■ A block of data

____________________

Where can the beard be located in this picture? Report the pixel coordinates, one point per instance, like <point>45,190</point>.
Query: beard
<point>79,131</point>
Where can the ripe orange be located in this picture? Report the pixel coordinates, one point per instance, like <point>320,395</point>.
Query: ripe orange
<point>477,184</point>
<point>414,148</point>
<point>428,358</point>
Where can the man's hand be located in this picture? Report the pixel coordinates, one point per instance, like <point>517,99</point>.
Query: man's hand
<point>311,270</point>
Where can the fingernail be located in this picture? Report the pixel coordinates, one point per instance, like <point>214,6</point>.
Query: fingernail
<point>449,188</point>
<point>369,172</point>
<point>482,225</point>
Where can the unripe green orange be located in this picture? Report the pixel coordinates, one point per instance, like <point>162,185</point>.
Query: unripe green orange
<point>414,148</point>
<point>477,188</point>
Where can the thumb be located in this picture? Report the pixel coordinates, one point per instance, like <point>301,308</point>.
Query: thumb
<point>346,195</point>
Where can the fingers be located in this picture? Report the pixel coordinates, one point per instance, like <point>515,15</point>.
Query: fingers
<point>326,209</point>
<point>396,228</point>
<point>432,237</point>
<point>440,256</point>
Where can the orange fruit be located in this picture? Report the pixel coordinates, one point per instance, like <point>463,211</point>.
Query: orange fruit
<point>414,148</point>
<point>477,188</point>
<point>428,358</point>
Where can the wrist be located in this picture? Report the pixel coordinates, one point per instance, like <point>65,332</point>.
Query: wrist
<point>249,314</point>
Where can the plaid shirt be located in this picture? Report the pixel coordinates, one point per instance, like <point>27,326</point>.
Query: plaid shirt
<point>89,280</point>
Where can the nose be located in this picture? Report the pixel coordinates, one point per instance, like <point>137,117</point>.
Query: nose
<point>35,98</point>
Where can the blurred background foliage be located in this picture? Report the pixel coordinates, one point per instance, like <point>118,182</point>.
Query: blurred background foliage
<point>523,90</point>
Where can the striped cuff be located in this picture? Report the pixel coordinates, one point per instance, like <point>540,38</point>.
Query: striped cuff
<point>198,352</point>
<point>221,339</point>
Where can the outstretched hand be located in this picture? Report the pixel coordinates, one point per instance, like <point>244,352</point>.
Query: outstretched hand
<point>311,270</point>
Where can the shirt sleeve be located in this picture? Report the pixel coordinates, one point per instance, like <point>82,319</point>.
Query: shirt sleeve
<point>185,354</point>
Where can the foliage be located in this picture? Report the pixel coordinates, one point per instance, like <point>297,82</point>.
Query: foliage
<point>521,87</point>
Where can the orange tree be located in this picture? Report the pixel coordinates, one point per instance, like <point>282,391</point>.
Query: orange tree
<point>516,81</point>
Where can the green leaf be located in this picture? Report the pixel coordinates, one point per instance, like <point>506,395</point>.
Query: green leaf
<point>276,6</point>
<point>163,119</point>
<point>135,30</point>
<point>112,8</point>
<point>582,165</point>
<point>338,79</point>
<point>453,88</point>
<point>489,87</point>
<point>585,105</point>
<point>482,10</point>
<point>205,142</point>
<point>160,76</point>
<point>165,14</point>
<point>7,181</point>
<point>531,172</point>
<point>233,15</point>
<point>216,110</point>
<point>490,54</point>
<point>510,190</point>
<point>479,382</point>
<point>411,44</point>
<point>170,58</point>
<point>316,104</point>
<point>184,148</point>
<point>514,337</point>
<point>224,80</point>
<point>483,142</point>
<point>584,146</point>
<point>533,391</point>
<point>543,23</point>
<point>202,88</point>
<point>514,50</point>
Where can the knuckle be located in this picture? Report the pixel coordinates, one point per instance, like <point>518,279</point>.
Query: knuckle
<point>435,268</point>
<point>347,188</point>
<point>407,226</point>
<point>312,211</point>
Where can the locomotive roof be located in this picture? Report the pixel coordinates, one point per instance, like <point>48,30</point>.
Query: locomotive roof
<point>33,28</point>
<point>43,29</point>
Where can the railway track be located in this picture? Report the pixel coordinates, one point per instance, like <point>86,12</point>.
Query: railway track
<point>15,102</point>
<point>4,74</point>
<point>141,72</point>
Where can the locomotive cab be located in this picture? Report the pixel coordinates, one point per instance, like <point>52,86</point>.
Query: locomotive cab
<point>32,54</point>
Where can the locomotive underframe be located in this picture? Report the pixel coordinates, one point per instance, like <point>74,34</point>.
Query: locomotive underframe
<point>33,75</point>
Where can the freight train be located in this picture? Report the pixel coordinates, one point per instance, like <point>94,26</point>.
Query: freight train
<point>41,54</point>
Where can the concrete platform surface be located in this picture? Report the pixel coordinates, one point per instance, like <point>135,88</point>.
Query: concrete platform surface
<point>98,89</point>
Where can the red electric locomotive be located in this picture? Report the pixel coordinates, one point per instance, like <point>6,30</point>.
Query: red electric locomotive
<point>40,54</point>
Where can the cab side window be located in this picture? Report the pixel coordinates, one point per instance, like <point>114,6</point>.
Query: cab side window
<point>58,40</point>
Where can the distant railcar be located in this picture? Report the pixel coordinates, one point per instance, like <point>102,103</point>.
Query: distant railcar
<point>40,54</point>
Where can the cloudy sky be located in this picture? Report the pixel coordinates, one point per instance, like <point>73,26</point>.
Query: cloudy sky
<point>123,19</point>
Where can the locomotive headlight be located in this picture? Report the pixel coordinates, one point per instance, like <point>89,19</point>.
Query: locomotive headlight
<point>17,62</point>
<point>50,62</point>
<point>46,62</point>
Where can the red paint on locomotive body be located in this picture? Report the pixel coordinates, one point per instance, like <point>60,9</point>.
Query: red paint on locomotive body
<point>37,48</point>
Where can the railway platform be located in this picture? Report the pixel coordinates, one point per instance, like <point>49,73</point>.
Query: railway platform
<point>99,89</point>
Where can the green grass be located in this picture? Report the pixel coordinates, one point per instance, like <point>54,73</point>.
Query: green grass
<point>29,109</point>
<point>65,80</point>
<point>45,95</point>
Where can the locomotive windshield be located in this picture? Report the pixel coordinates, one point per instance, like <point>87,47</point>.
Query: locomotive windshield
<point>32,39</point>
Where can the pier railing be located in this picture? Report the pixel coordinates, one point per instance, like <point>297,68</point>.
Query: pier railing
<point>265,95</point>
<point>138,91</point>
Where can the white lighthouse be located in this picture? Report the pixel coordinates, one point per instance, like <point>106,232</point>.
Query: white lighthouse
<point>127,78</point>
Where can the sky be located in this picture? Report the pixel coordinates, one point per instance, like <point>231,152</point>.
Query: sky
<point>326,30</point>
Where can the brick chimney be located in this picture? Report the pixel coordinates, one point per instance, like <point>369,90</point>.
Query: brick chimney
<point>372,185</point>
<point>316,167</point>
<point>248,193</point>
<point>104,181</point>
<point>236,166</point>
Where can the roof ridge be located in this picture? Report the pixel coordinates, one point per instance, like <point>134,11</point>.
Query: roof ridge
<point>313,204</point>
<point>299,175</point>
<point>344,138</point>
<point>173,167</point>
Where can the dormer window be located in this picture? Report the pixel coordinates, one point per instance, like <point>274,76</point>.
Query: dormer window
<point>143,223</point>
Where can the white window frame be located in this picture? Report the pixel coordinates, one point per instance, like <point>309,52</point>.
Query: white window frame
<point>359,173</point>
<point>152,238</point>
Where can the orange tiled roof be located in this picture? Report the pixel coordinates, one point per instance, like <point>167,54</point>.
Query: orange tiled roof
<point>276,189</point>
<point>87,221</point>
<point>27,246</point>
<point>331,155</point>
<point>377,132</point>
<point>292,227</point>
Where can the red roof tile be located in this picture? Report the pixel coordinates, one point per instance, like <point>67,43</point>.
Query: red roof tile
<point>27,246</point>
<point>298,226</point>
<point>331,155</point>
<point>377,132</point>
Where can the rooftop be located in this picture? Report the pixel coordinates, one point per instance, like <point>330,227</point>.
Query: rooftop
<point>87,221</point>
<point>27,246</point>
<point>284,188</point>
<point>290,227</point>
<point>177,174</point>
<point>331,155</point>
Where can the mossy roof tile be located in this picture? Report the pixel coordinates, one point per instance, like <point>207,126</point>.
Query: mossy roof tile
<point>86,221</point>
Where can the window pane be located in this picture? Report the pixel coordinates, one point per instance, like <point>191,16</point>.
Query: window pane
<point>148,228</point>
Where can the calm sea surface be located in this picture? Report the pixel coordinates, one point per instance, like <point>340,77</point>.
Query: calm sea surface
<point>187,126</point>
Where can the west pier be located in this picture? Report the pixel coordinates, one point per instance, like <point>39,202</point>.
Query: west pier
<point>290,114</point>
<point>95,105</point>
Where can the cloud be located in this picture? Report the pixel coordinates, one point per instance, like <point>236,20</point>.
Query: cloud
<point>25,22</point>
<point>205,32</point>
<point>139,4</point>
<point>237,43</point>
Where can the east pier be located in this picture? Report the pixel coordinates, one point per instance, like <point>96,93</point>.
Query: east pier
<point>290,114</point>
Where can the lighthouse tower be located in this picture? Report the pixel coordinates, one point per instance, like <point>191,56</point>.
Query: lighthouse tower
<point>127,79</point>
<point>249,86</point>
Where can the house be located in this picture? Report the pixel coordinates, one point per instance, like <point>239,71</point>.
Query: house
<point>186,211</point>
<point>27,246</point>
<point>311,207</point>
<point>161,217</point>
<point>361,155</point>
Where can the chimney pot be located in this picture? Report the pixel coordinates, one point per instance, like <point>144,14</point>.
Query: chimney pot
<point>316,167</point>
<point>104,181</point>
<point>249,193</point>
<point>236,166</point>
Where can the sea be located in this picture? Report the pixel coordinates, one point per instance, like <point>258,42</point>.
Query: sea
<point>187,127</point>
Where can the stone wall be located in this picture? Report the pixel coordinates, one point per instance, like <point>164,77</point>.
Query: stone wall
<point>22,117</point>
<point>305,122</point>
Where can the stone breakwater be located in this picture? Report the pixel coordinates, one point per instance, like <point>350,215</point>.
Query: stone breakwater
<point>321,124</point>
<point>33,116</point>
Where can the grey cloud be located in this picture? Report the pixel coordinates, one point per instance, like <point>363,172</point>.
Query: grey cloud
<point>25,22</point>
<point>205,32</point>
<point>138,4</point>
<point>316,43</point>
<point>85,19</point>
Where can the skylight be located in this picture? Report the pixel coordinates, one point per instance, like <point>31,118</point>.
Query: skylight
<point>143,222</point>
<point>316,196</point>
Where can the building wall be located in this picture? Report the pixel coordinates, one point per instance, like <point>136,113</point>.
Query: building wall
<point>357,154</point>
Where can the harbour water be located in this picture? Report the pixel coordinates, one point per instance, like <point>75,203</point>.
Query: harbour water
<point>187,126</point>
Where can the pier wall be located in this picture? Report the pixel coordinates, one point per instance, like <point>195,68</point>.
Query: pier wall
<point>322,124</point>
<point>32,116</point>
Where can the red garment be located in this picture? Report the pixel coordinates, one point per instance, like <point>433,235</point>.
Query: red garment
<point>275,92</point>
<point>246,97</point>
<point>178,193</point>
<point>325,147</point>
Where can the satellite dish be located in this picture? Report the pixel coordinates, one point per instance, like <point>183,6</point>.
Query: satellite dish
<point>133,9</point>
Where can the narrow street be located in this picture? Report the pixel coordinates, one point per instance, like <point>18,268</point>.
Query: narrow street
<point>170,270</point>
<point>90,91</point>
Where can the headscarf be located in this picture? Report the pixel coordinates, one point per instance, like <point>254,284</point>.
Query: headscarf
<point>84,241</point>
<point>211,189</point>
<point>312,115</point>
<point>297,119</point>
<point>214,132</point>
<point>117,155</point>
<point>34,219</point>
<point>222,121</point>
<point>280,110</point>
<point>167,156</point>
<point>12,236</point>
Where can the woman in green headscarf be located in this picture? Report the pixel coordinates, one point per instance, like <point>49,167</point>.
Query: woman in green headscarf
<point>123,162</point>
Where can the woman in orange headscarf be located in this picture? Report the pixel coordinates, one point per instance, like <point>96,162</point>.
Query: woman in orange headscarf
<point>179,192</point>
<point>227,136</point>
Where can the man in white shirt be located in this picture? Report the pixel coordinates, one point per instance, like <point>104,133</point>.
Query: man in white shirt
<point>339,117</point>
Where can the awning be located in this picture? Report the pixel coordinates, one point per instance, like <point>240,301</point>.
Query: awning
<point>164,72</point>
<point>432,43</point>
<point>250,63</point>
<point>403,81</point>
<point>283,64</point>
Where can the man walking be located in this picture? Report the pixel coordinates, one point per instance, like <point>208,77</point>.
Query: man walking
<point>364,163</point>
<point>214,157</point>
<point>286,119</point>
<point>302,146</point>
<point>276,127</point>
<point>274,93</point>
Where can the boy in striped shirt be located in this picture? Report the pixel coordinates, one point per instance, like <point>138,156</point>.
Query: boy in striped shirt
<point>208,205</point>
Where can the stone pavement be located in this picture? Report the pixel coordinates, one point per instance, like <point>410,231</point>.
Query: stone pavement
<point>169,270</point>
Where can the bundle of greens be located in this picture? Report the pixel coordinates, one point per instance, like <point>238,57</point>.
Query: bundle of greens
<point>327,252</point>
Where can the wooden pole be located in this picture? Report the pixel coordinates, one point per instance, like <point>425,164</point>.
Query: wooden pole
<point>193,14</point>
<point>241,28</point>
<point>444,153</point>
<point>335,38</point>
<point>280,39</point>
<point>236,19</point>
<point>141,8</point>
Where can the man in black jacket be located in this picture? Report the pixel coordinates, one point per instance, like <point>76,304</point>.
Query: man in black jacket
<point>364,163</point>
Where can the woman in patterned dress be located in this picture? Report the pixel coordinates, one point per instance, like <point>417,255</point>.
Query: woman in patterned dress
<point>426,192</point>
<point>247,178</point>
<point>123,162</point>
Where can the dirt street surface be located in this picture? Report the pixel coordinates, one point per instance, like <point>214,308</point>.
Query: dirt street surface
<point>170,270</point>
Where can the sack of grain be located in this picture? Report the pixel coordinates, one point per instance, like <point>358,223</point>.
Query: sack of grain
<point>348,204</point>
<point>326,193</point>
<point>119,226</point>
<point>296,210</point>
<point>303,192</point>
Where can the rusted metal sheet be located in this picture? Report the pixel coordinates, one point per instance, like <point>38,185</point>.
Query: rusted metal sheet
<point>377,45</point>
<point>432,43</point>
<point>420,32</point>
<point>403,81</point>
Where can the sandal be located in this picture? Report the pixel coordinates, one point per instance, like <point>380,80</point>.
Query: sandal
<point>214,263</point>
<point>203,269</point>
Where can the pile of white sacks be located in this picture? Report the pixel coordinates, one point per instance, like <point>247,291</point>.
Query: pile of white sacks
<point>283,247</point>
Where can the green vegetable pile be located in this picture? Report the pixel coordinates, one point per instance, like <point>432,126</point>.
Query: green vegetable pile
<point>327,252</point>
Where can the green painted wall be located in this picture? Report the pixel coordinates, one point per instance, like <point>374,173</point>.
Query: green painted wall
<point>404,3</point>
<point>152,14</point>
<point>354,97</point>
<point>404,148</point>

____________________

■ What the task asks
Please edit the stretch of entries that opens with the line containing "Where can the thumb" and closes with the line containing "<point>440,256</point>", replacing "this picture" with "the image" and leaving everything else unchanged. Return only those lines.

■ Written answer
Where can the thumb be located in the image? Report the pixel coordinates, one point per instance, like <point>301,308</point>.
Query: thumb
<point>346,195</point>
Where can the fingers be located in the image? Report the pixel coordinates, one point per instance, like <point>515,15</point>.
Query: fingers
<point>326,209</point>
<point>396,228</point>
<point>432,237</point>
<point>440,256</point>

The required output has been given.